WRITTEN PROBLEM
Copy the listing below, changing every "Kindly report" to "Please give" and leaving all else as it stands.

[Location labeling records]
-- Start --
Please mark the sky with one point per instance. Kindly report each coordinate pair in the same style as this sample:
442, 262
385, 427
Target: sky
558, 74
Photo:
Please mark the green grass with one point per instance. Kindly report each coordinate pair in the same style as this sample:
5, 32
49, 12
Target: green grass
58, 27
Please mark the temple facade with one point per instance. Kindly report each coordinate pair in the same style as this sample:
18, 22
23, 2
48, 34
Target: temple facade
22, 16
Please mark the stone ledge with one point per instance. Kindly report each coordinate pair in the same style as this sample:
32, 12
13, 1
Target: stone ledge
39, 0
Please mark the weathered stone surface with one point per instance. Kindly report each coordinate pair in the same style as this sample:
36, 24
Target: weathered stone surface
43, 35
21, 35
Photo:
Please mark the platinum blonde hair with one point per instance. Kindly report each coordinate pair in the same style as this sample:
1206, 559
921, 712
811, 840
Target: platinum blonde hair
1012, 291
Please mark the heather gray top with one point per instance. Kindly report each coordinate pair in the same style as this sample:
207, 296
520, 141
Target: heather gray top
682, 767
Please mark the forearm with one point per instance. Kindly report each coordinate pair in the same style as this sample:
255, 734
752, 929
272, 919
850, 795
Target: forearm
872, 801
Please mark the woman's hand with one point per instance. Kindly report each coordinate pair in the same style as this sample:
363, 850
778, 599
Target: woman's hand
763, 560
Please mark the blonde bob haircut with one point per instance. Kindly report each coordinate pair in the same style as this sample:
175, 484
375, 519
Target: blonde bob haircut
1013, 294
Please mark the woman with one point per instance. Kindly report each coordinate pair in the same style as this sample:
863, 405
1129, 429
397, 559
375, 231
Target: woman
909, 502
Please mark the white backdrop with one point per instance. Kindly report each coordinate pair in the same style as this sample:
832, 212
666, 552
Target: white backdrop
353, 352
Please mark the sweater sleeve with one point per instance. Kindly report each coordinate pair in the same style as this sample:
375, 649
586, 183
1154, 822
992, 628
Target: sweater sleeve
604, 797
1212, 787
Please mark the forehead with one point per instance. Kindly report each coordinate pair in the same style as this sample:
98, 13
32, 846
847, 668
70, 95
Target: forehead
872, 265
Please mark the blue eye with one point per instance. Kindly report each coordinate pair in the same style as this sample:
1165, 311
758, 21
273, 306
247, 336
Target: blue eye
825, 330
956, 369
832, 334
-- End --
FULL OUTPUT
Please mark the sky with one point per instance. Please give each coordinate pair in the same style as this sample:
442, 262
385, 427
Target: sky
558, 74
Photo:
Please mark the green grass with one point per instance. Please give each coordinate pair in the same style as this sample:
5, 32
49, 12
Target: green grass
58, 27
Please mark the temple facade with one point per instance. Please give each coordinate pair in the same style as this sample:
18, 22
23, 2
48, 34
Target: temple facade
22, 16
Please mark the stone ledge with one point per instance. Please give each coordinate pair in the same style as this sample:
32, 12
13, 1
Target: stone ledge
39, 0
Please mark the weathered stone surface with one point per instance. Please give each coordinate pair in the same style as this sample:
36, 24
Target: weathered stone surface
43, 35
21, 35
Photo:
Please mark the platinum blonde hair with one point per instance. Please give each coordinate pair in the same style as this sample:
1206, 559
921, 712
811, 840
Target: platinum blonde hair
1012, 291
Please mark the heather gray top with one point per instance. Please give each coordinate pair in the same style as this sample:
207, 296
520, 141
Target: heather gray top
682, 767
Please mark the forearm with one point per instance. Please give each coordinate pair in the same style as this sample:
255, 734
752, 929
272, 919
850, 795
Target: forearm
872, 801
Please mark the woman's hand with one point per instance. Please give each coordinate pair in the same style as this sample:
363, 850
778, 599
Target: woman's hand
763, 560
Please mark the blonde bob haircut with one point per instance. Please give each coordinate pair in the same style as this sample:
175, 484
375, 519
Target: blonde bob haircut
1013, 294
Please mark the woman with one point per instance. Please give each coordinate pair in the same style as this sample:
863, 405
1129, 429
397, 559
375, 231
Target: woman
909, 502
Please mark the white backdrop with one point per instance. Please give each coordinate pair in the same style as this sample:
832, 212
666, 552
Target: white backdrop
353, 352
Please mark the sweater sleeve with one point per instance. Please give each coordinate pair in the same style as this sample:
375, 649
586, 183
1154, 822
992, 628
Target: sweater sleeve
604, 797
1212, 787
Please mark the forehead with one point per instance. Please give each coordinate pair in the same style as this sample:
98, 13
32, 846
847, 668
70, 95
Target: forehead
872, 265
Please mark the blue eye with one point per instance. Please give each coordinate pair in the same style as this sample:
1165, 311
758, 21
273, 306
247, 336
Target: blue eye
825, 330
956, 369
832, 334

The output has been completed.